■ Data section
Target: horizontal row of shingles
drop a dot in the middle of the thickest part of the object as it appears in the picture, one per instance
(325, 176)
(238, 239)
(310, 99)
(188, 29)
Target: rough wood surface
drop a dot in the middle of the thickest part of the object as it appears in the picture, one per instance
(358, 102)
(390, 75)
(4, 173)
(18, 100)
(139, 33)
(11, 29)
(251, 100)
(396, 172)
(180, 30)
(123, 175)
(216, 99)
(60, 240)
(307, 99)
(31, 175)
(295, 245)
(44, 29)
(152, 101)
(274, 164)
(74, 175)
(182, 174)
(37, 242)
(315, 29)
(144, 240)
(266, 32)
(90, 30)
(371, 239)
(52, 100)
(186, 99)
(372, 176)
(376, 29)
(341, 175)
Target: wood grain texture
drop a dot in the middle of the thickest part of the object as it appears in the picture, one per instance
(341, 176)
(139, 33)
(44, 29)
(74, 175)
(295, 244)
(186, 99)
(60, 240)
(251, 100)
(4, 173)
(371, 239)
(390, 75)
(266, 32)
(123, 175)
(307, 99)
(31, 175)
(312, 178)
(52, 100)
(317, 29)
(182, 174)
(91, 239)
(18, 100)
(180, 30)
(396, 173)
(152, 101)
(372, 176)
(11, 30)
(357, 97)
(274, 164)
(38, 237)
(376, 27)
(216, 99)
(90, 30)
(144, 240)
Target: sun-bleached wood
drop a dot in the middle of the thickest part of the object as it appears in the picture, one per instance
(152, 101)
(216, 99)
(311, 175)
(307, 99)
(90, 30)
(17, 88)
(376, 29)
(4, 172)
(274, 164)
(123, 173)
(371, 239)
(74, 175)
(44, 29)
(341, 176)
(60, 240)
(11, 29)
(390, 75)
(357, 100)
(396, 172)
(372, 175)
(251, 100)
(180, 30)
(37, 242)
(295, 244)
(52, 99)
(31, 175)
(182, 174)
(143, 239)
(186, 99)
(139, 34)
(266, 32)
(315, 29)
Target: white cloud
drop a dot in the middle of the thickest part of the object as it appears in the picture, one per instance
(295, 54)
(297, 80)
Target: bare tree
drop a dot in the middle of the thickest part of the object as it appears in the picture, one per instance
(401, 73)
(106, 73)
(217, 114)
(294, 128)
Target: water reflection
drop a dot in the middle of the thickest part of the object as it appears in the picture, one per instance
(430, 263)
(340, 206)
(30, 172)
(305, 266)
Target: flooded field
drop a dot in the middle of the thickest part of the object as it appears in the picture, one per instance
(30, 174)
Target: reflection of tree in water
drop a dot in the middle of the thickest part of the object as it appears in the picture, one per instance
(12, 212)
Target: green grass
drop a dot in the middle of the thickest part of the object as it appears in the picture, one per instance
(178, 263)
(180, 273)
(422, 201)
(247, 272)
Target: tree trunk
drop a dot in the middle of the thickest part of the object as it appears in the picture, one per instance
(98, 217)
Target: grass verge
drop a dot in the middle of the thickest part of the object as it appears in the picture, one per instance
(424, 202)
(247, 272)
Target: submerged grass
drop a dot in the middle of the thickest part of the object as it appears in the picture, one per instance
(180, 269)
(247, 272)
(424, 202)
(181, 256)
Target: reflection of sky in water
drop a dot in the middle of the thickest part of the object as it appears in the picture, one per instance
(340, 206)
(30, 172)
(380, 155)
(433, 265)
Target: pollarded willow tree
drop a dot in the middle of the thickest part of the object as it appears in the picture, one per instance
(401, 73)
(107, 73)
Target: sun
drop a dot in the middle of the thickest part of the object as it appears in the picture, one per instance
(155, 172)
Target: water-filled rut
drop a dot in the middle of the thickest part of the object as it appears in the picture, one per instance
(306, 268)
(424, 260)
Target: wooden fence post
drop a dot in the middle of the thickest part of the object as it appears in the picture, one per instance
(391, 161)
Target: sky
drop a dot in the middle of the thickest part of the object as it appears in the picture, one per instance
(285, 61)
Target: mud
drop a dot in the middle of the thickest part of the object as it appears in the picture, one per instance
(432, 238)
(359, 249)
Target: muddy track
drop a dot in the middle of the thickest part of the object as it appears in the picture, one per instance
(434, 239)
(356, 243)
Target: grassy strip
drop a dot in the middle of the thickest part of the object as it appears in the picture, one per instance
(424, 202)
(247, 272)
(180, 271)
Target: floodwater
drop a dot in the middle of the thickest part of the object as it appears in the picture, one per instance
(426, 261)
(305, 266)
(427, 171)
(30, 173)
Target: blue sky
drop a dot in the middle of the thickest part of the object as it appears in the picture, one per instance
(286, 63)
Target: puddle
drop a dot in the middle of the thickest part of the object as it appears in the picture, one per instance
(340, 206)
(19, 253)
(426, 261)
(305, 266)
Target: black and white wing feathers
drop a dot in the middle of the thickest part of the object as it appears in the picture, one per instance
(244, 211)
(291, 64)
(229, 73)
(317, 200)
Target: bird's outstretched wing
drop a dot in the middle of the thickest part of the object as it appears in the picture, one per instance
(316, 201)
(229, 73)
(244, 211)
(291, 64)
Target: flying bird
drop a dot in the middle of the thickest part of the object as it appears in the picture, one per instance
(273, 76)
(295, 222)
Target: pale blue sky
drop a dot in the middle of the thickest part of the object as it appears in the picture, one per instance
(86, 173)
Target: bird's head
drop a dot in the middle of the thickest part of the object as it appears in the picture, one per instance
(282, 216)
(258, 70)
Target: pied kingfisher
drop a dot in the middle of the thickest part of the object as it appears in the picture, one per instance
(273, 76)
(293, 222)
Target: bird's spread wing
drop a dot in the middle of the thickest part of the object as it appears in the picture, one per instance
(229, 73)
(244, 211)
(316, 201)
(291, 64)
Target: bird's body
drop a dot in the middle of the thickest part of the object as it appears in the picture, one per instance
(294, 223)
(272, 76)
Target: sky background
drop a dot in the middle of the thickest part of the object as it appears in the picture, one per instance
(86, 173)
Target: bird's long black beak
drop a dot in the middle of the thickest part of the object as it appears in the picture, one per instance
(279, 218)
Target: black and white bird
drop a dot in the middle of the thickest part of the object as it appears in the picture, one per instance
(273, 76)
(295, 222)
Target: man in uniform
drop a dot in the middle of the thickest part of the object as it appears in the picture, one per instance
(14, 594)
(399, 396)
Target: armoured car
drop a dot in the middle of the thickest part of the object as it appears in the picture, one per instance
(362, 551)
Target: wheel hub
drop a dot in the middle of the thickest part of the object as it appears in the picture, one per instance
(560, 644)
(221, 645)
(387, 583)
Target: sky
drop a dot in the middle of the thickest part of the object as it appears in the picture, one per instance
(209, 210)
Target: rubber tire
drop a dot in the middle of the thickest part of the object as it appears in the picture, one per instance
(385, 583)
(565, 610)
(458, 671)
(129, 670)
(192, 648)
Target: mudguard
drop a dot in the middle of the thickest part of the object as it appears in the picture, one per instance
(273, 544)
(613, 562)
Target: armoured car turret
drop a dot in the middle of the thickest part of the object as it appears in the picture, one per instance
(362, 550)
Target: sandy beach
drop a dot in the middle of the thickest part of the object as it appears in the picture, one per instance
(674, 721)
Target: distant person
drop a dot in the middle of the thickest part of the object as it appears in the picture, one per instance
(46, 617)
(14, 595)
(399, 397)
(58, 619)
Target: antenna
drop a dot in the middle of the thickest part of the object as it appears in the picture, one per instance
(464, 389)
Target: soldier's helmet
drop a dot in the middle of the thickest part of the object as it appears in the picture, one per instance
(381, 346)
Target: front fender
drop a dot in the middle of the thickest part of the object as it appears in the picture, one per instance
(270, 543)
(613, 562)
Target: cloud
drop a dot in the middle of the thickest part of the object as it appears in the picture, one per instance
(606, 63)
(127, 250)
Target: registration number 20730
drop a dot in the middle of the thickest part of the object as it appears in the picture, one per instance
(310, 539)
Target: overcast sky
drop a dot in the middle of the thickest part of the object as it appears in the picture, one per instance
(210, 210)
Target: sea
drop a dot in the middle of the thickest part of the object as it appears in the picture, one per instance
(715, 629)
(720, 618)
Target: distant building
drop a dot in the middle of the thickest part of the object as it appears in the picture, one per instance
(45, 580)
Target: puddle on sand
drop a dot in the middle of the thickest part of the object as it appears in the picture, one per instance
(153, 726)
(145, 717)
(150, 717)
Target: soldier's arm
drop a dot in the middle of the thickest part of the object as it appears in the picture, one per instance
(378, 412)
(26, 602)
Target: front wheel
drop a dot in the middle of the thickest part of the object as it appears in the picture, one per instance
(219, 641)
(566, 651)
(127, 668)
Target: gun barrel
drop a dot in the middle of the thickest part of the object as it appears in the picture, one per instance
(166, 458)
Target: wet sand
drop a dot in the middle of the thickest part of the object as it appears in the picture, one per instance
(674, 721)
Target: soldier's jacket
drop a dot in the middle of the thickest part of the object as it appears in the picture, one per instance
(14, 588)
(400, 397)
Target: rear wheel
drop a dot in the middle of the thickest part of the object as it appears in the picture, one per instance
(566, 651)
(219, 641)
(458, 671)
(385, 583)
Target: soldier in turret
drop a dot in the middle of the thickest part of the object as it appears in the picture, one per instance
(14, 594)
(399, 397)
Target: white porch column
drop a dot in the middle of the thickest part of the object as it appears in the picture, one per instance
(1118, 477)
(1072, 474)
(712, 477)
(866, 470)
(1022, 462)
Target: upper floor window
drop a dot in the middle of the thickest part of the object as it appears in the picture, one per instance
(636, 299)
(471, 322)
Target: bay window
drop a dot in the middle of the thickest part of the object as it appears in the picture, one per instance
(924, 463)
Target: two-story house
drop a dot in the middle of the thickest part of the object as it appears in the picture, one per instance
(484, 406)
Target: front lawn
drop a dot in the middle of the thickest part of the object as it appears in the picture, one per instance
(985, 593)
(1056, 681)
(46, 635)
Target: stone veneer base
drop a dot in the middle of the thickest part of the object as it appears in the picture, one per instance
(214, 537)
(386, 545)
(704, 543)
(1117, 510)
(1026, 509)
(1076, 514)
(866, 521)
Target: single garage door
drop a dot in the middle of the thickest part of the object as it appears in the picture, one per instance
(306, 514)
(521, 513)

■ Aim
Rewrite the data from the line with "Target: two-story house" through the end, putting "front yard" in place of "front lawn" and leaving every other part unchanged.

■ Exercise response
Target: two-story house
drop a dot in the middle of the thickest part of the object as it appears in the picture, one per instance
(484, 406)
Target: front yard
drop a dot in the middle of the thickest part of the object as it appears in the picture, one per instance
(985, 593)
(1056, 681)
(46, 635)
Target: stone veneer base
drop a dot in the middle of the thickest part of the object as it appears in the picture, one per instance
(214, 537)
(386, 545)
(704, 543)
(1117, 510)
(1026, 509)
(1076, 514)
(866, 521)
Target: single garage door
drop a dot in the middle of the thickest part of the object as it appears in the picture, one per instance
(306, 514)
(521, 513)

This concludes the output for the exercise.